Exercise tasks ->
A: In two sentences, summarize the extract on the market outlook and the author's approach to political topics.
B: Retype the extract word for word, from "Given that I" to "analysis going forward.".

====== Extract provided ======

I’ve been mulling over how to do this post for a while because I don’t want to offend readers who might be very sensitive to any criticism, direct or implied, of the Trump administration, and I tend to stay away from any political discussions. However, any objective review of the likely effect of some of that administration’s policies requires an honest discussion of those policies and their likely impact.

Given that I now believe that the odds of seeing a serious bear market this year are high and that a full market crash is increasingly on the cards. I need to do that objective review, and my apologies if anyone is offended. I am just describing the geopolitical and economic realities here as I see them, and am not planning to make political commentary a regular feature in my analysis going forward.

I would like to assure all readers though that I am non-partisan, generally regarding all politicians with suspicion, that I have a very low opinion of most of them, and that my feelings about government policy historically are well summarised in the image below that I have used regularly in posts before over the years:

Lastly, the purpose of this post is to explain my rationale for thinking that a serious bear market this year is likely and that a full market crash is on the cards, to be read before my follow-on post today looking at the likely targets in either of those scenarios. If you are happy to take my word for this and/or don’t enjoy economic analysis then read no further. The TA part of this analysis will be published later today on my main charting substack Charting The Markets and will be entitled April Fools, so move on to look for that there.

====== Data section ======

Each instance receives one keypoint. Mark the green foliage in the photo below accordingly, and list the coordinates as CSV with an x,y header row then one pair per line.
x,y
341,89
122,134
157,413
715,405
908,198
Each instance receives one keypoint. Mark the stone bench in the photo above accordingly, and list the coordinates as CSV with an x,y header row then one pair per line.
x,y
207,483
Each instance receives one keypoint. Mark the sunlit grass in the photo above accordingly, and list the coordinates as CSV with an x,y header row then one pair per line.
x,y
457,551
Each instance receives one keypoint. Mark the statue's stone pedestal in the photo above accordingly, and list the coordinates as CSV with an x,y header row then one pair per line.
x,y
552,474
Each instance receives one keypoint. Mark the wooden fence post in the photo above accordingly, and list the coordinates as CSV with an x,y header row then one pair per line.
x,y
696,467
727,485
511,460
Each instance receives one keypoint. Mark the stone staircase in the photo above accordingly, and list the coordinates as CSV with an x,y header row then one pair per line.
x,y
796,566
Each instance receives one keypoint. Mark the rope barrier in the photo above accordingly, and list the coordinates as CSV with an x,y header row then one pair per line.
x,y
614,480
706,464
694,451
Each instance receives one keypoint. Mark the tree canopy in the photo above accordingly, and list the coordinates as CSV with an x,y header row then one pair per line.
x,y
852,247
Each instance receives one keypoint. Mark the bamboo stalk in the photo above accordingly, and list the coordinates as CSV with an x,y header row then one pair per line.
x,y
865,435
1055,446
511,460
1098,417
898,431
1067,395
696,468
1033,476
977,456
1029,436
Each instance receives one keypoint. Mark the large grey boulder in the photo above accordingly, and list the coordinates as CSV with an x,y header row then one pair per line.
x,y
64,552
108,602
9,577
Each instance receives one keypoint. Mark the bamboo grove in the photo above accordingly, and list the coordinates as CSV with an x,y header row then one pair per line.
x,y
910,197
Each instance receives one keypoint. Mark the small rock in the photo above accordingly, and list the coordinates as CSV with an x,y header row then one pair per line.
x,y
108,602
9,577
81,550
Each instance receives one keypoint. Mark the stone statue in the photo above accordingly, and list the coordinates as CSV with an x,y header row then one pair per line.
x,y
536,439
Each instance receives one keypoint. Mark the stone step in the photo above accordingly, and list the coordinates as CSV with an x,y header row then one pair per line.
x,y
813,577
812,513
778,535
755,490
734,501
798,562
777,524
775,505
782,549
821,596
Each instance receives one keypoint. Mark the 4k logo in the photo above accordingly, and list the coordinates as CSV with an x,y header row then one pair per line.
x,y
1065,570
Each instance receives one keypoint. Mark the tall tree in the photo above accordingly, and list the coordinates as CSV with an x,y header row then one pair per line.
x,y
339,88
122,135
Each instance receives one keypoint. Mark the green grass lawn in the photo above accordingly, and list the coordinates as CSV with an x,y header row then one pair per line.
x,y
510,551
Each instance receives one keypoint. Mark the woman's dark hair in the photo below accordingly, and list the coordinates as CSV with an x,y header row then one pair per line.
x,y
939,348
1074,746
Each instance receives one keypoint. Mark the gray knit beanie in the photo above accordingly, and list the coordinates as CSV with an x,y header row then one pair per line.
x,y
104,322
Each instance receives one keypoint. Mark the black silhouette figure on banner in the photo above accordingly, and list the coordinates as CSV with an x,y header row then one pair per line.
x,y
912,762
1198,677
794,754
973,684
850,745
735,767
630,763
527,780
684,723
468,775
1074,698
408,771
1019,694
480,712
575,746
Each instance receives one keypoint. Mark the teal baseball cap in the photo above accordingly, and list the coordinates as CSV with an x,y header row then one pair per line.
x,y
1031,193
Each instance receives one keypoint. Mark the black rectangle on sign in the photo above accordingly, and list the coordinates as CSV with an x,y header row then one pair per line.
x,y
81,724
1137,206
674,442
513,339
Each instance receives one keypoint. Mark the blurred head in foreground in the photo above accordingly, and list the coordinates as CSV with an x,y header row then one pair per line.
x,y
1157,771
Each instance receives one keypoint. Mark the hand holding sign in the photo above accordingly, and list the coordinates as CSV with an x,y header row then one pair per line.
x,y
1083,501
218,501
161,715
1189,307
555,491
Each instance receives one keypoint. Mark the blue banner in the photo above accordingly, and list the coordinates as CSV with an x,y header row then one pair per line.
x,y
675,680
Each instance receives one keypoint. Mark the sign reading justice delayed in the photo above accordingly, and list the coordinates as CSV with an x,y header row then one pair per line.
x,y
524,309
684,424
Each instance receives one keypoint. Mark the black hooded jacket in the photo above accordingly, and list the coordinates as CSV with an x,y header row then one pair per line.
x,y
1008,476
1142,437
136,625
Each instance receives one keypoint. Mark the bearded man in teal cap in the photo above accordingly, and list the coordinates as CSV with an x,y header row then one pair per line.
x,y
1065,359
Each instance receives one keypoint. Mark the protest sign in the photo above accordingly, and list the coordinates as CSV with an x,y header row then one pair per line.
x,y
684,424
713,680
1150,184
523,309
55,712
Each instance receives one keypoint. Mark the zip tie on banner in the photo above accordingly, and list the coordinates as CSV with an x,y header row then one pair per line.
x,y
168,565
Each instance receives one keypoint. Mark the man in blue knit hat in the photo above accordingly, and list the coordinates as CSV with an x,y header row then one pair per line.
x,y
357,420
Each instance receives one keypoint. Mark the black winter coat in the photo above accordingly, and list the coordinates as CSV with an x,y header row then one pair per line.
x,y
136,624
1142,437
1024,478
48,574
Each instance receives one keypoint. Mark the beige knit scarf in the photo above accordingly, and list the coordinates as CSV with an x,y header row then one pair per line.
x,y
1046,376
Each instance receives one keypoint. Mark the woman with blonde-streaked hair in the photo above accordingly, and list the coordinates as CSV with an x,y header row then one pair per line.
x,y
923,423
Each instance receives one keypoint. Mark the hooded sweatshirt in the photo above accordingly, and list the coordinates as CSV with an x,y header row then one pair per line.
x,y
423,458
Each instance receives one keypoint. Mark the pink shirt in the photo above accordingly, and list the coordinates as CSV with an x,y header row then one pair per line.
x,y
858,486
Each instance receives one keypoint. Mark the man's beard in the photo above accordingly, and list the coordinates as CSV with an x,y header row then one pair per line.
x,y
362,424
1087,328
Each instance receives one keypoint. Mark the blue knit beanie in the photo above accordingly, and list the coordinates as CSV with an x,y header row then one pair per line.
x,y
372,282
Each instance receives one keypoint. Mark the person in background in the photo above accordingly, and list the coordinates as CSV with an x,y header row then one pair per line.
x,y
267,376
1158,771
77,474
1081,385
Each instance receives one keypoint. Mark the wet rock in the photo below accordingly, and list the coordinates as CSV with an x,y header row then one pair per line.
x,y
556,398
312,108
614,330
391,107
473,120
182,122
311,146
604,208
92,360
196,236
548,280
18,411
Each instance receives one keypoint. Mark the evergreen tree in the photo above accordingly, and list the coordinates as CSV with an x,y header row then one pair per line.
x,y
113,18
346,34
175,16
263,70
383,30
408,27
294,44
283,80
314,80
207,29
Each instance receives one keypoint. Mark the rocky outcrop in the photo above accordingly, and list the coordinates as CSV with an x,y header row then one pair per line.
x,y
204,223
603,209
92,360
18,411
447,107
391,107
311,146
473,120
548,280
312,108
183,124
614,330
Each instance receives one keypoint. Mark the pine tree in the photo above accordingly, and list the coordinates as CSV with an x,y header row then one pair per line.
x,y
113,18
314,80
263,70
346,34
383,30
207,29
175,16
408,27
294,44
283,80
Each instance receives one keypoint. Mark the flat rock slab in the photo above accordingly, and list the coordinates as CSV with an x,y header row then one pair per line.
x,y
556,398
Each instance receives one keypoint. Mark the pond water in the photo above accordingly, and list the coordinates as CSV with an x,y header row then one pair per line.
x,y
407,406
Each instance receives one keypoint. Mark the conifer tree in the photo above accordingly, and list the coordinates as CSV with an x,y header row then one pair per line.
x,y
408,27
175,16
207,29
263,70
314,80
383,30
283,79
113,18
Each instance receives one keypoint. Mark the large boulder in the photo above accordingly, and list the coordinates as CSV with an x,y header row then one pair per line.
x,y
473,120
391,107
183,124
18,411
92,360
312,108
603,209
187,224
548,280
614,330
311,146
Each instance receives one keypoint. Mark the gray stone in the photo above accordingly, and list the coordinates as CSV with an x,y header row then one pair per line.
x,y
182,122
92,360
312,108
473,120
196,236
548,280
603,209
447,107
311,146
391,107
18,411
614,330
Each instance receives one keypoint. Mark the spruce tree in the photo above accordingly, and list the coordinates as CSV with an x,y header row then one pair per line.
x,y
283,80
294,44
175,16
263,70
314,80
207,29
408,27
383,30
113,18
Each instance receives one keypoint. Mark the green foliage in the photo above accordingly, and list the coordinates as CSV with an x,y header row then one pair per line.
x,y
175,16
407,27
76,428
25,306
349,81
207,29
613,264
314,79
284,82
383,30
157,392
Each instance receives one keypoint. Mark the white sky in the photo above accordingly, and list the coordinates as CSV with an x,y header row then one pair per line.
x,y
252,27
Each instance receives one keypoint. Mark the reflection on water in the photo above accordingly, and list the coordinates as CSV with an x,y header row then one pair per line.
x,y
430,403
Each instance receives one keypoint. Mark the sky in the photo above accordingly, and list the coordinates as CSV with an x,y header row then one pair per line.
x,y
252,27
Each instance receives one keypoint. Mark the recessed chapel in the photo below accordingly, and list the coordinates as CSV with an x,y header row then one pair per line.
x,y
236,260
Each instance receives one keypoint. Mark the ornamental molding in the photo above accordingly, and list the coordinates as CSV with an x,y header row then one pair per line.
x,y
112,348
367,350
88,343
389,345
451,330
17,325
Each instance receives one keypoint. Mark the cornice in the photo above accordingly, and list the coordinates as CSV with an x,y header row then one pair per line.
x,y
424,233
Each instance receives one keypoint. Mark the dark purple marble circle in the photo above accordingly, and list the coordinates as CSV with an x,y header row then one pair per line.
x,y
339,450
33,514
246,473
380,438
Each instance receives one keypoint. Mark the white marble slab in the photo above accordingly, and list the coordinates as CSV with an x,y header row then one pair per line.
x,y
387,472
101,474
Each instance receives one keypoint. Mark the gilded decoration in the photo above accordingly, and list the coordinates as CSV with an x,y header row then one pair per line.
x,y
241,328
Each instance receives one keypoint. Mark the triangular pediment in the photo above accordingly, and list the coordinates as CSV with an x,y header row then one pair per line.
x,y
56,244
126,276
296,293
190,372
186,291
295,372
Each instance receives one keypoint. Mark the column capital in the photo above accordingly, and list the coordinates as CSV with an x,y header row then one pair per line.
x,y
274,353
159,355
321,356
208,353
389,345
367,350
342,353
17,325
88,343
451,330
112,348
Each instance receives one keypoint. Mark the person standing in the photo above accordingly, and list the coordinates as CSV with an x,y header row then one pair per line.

======

Outputs in order ->
A: The author says that an objective review of the likely impact of some Trump administration policies requires discussing those policies honestly, apologizes in advance to anyone offended, and insists on being non-partisan and suspicious of all politicians. The post sets out why the author thinks a serious bear market this year is likely and a full market crash is on the cards, with the technical analysis to follow later that day on the Charting The Markets substack under the title April Fools.

B:
Given that I now believe that the odds of seeing a serious bear market this year are high and that a full market crash is increasingly on the cards. I need to do that objective review, and my apologies if anyone is offended. I am just describing the geopolitical and economic realities here as I see them, and am not planning to make political commentary a regular feature in my analysis going forward.